● The problem
Copy the records below in full, changing no character.

(Data extracted from a collection)
============

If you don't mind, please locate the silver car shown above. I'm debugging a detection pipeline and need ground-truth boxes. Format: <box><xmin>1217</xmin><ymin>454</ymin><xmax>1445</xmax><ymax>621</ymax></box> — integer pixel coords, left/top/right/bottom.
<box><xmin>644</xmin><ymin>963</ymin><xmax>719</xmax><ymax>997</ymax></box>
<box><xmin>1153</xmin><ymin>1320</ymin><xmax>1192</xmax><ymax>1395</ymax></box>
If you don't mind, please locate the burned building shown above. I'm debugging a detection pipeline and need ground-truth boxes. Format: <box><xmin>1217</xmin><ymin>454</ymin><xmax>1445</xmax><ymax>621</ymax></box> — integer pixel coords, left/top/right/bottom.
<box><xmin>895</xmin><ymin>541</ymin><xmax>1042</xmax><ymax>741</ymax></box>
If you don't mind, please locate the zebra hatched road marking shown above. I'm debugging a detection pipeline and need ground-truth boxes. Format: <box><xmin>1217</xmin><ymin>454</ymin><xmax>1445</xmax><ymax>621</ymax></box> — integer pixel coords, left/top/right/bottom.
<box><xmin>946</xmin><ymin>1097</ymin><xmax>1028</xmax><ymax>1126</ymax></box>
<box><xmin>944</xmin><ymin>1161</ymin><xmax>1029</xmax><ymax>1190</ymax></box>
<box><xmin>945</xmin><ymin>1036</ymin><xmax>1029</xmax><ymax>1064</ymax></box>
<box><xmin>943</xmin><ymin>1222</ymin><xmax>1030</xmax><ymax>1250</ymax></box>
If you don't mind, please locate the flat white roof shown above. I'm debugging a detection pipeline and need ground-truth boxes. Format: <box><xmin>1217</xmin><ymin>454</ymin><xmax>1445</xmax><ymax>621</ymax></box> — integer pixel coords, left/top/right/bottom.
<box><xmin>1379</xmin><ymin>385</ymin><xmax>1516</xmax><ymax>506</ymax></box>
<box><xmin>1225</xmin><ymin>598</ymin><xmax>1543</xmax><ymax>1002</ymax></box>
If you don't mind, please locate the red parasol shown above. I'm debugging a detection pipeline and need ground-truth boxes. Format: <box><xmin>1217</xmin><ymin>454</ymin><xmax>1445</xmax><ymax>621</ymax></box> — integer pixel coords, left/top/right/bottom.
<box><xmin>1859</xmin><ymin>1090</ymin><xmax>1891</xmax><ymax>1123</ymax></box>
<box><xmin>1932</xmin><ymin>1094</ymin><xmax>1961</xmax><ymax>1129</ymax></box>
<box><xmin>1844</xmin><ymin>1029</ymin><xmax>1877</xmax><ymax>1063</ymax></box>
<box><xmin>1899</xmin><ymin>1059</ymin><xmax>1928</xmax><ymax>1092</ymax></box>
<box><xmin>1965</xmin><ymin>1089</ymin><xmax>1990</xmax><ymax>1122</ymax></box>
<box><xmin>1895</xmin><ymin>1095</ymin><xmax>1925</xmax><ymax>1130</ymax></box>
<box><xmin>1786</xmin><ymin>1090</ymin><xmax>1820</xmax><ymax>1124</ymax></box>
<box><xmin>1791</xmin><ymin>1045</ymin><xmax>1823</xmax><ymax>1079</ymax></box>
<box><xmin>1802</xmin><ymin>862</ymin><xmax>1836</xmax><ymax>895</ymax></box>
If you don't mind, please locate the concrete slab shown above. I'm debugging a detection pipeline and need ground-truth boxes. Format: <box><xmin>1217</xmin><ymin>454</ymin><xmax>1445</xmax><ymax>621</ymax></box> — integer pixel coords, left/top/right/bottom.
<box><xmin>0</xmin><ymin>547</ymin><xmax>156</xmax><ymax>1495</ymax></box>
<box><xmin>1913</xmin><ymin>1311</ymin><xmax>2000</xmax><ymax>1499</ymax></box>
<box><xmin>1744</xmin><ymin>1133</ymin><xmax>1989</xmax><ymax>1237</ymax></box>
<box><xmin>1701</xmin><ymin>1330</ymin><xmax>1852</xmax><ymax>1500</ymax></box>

============

● Output below
If you don't mind, please locate the silver car shown above. I'm debugging a detection pipeline and need ground-truth boxes. Format: <box><xmin>1217</xmin><ymin>454</ymin><xmax>1445</xmax><ymax>621</ymax></box> — integer pixel coords, left/top/right/bottom.
<box><xmin>644</xmin><ymin>963</ymin><xmax>719</xmax><ymax>997</ymax></box>
<box><xmin>1153</xmin><ymin>1320</ymin><xmax>1192</xmax><ymax>1395</ymax></box>
If you don't mind, please locate the burned building shown above. I'm debugging a detection pipeline and need ground-truth boxes. Format: <box><xmin>1217</xmin><ymin>454</ymin><xmax>1445</xmax><ymax>621</ymax></box> — integer pixel coords, left/top/right/bottom.
<box><xmin>895</xmin><ymin>541</ymin><xmax>1042</xmax><ymax>741</ymax></box>
If you don't mind, please locate the zebra hatched road marking shown above. I'm debugging a detection pipeline and need ground-truth boxes. Format: <box><xmin>1217</xmin><ymin>454</ymin><xmax>1445</xmax><ymax>621</ymax></box> — integer pixel coords, left/top/right/bottom.
<box><xmin>946</xmin><ymin>1097</ymin><xmax>1028</xmax><ymax>1126</ymax></box>
<box><xmin>944</xmin><ymin>1161</ymin><xmax>1029</xmax><ymax>1190</ymax></box>
<box><xmin>945</xmin><ymin>1036</ymin><xmax>1029</xmax><ymax>1064</ymax></box>
<box><xmin>943</xmin><ymin>1222</ymin><xmax>1030</xmax><ymax>1250</ymax></box>
If you don't mind, please locate the flat white roof shown above. I'm debugging a detection pipeline and need ground-truth boxes. Format: <box><xmin>1217</xmin><ymin>454</ymin><xmax>1445</xmax><ymax>621</ymax></box> — integer pixel coords, left/top/right/bottom.
<box><xmin>1379</xmin><ymin>385</ymin><xmax>1516</xmax><ymax>506</ymax></box>
<box><xmin>1225</xmin><ymin>598</ymin><xmax>1543</xmax><ymax>1002</ymax></box>
If you don't mind, please locate the red parasol shown above. I'm debugging a detection pipeline and need ground-truth boxes. Format: <box><xmin>1217</xmin><ymin>454</ymin><xmax>1445</xmax><ymax>621</ymax></box> — integer pixel coords, left/top/right/bottom.
<box><xmin>1859</xmin><ymin>1090</ymin><xmax>1891</xmax><ymax>1123</ymax></box>
<box><xmin>1932</xmin><ymin>1094</ymin><xmax>1961</xmax><ymax>1129</ymax></box>
<box><xmin>1844</xmin><ymin>1029</ymin><xmax>1877</xmax><ymax>1063</ymax></box>
<box><xmin>1899</xmin><ymin>1059</ymin><xmax>1928</xmax><ymax>1092</ymax></box>
<box><xmin>1965</xmin><ymin>1089</ymin><xmax>1990</xmax><ymax>1122</ymax></box>
<box><xmin>1895</xmin><ymin>1095</ymin><xmax>1925</xmax><ymax>1130</ymax></box>
<box><xmin>1786</xmin><ymin>1090</ymin><xmax>1820</xmax><ymax>1124</ymax></box>
<box><xmin>1791</xmin><ymin>1045</ymin><xmax>1823</xmax><ymax>1079</ymax></box>
<box><xmin>1802</xmin><ymin>862</ymin><xmax>1836</xmax><ymax>895</ymax></box>
If you don't mind, please locate the concrete slab shown above. I'm debugging a detection pipeline and need ground-truth boxes. Format: <box><xmin>1217</xmin><ymin>454</ymin><xmax>1445</xmax><ymax>621</ymax></box> — integer pixel coords, left/top/right/bottom.
<box><xmin>0</xmin><ymin>547</ymin><xmax>156</xmax><ymax>1495</ymax></box>
<box><xmin>1913</xmin><ymin>1311</ymin><xmax>2000</xmax><ymax>1499</ymax></box>
<box><xmin>1744</xmin><ymin>1133</ymin><xmax>1989</xmax><ymax>1237</ymax></box>
<box><xmin>1701</xmin><ymin>1330</ymin><xmax>1852</xmax><ymax>1500</ymax></box>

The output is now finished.